- _GOAL_
Please repeat all of the lines that follow, exactly as written.

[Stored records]
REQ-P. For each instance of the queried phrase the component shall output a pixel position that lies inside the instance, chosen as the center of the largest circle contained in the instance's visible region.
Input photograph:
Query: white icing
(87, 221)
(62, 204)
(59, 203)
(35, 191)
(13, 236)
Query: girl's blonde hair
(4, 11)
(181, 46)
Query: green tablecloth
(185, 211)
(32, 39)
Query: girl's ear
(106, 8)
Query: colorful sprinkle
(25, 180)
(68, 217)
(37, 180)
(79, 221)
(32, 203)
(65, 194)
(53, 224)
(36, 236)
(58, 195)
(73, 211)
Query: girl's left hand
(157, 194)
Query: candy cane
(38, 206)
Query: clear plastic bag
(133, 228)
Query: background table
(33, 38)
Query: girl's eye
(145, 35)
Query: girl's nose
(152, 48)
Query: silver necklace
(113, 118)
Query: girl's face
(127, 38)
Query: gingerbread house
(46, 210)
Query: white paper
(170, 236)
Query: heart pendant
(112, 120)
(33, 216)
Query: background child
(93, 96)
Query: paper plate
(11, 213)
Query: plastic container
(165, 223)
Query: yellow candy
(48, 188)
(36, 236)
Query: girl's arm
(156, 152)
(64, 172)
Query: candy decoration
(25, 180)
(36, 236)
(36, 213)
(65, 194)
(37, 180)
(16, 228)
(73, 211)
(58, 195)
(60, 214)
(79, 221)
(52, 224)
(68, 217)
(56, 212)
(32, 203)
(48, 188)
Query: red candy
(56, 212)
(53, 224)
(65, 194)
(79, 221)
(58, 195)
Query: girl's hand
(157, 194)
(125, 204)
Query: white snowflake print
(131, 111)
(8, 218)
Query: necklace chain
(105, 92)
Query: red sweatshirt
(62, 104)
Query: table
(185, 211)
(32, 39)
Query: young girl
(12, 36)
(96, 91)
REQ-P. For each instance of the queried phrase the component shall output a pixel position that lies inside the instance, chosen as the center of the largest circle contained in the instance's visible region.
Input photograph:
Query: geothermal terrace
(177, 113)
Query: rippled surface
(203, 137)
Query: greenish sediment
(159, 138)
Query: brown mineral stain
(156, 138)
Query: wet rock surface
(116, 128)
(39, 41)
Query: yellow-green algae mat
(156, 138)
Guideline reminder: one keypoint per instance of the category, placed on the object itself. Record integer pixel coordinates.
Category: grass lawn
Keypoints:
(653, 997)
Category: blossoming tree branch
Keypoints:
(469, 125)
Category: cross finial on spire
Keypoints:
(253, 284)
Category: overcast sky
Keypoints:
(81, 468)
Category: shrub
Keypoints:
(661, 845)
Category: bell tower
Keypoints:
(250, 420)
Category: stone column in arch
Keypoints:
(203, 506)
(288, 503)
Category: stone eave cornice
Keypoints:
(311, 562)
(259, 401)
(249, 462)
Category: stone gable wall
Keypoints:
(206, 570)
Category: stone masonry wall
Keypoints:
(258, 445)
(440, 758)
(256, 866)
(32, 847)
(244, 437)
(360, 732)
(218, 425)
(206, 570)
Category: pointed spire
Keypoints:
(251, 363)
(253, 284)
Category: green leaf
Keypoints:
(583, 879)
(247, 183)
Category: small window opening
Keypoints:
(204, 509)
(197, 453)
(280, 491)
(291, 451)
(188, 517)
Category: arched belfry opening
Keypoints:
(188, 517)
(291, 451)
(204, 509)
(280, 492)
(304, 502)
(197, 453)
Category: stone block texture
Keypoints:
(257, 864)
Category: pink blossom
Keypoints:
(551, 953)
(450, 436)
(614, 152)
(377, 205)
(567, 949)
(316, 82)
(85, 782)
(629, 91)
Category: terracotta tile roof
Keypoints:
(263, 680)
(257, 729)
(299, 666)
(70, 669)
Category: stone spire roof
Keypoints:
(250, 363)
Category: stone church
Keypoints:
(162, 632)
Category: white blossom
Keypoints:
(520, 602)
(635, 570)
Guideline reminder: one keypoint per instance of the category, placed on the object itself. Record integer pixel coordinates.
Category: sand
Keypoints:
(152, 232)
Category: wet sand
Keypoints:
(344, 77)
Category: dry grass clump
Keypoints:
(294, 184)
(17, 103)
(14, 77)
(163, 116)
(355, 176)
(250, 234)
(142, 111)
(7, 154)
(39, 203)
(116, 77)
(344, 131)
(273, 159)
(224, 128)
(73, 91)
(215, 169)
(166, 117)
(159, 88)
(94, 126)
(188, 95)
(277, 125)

- _EXERCISE OUTPUT_
REQ-P. For each instance of the queried phrase the component shall output a pixel position that lies inside the instance, chosen as the center of the largest circle contained in the instance's visible region.
Input photograph:
Query: white icing
(87, 221)
(62, 204)
(59, 203)
(35, 191)
(13, 236)
Query: girl's blonde hair
(4, 11)
(181, 46)
Query: green tablecloth
(185, 211)
(32, 39)
Query: girl's ear
(106, 8)
Query: colorful sprinkle
(25, 180)
(68, 217)
(37, 180)
(79, 221)
(32, 203)
(65, 194)
(53, 224)
(36, 236)
(58, 195)
(73, 211)
Query: girl's left hand
(157, 194)
Query: candy cane
(38, 206)
Query: clear plastic bag
(133, 228)
Query: background table
(33, 38)
Query: girl's eye
(145, 35)
Query: girl's nose
(152, 48)
Query: silver necklace
(113, 118)
Query: girl's face
(127, 38)
Query: gingerbread house
(46, 210)
Query: white paper
(170, 236)
Query: heart pendant
(112, 120)
(33, 216)
Query: background child
(93, 96)
Query: paper plate
(11, 213)
Query: plastic container
(165, 223)
Query: yellow candy
(48, 188)
(36, 236)
Query: girl's arm
(156, 152)
(64, 172)
Query: candy decoration
(25, 180)
(36, 236)
(36, 213)
(65, 194)
(37, 180)
(16, 228)
(73, 211)
(58, 195)
(60, 214)
(79, 221)
(52, 224)
(68, 217)
(56, 212)
(32, 203)
(48, 188)
Query: red candy
(56, 212)
(53, 224)
(65, 194)
(79, 221)
(58, 195)
Query: girl's hand
(157, 194)
(125, 204)
Query: white snowflake print
(131, 111)
(8, 218)
Query: necklace chain
(105, 92)
Query: red sweatshirt
(62, 104)
Query: table
(185, 211)
(32, 39)
Query: young girl
(12, 36)
(96, 91)
REQ-P. For each instance of the queried phrase the component shall output a pixel position that lies inside the instance, chosen as the center of the largest circle contained in the instance's visible region.
Input photograph:
Query: geothermal terrace
(177, 113)
Query: rippled surface
(203, 137)
Query: greenish sediment
(159, 138)
Query: brown mineral stain
(156, 138)
Query: wet rock surface
(116, 128)
(39, 41)
Query: yellow-green algae mat
(156, 138)
Guideline reminder: one keypoint per instance of the category, placed on the object itself. Record integer pixel coordinates.
Category: grass lawn
Keypoints:
(653, 997)
Category: blossoming tree branch
Keypoints:
(469, 125)
Category: cross finial on spire
Keypoints:
(253, 284)
Category: overcast sky
Keypoints:
(81, 468)
Category: shrub
Keypoints:
(661, 845)
Category: bell tower
Keypoints:
(250, 420)
Category: stone column in arch
Keypoints:
(203, 506)
(288, 503)
Category: stone eave cornice
Keypoints:
(311, 562)
(259, 401)
(249, 462)
Category: stone gable wall
Keypoints:
(206, 570)
Category: stone masonry wall
Keypoints:
(258, 445)
(440, 758)
(256, 866)
(32, 847)
(244, 437)
(360, 732)
(218, 425)
(206, 570)
Category: pointed spire
Keypoints:
(251, 363)
(253, 284)
Category: green leaf
Keypoints:
(583, 879)
(247, 183)
Category: small window opening
Keypoints:
(204, 509)
(197, 453)
(280, 491)
(291, 451)
(188, 517)
Category: arched belfry opening
Keypoints:
(188, 517)
(291, 451)
(204, 509)
(280, 492)
(304, 502)
(197, 453)
Category: stone block texture
Keypoints:
(257, 864)
Category: pink blossom
Keypoints:
(551, 953)
(450, 436)
(614, 152)
(377, 205)
(567, 949)
(316, 82)
(85, 782)
(629, 91)
Category: terracotta tile roof
Keypoints:
(263, 680)
(257, 729)
(299, 666)
(70, 669)
Category: stone spire roof
Keypoints:
(250, 363)
Category: stone church
Keypoints:
(162, 632)
Category: white blossom
Keypoints:
(520, 602)
(635, 570)
Guideline reminder: one keypoint per instance of the category, placed on the object itself. Record integer pixel coordinates.
Category: sand
Keypoints:
(152, 232)
Category: wet sand
Keypoints:
(344, 77)
Category: dry grass clump
Keypoints:
(294, 184)
(17, 103)
(14, 77)
(163, 116)
(355, 176)
(250, 234)
(142, 111)
(7, 154)
(39, 203)
(116, 77)
(344, 131)
(273, 159)
(224, 128)
(73, 91)
(215, 169)
(166, 117)
(159, 88)
(94, 126)
(188, 95)
(277, 125)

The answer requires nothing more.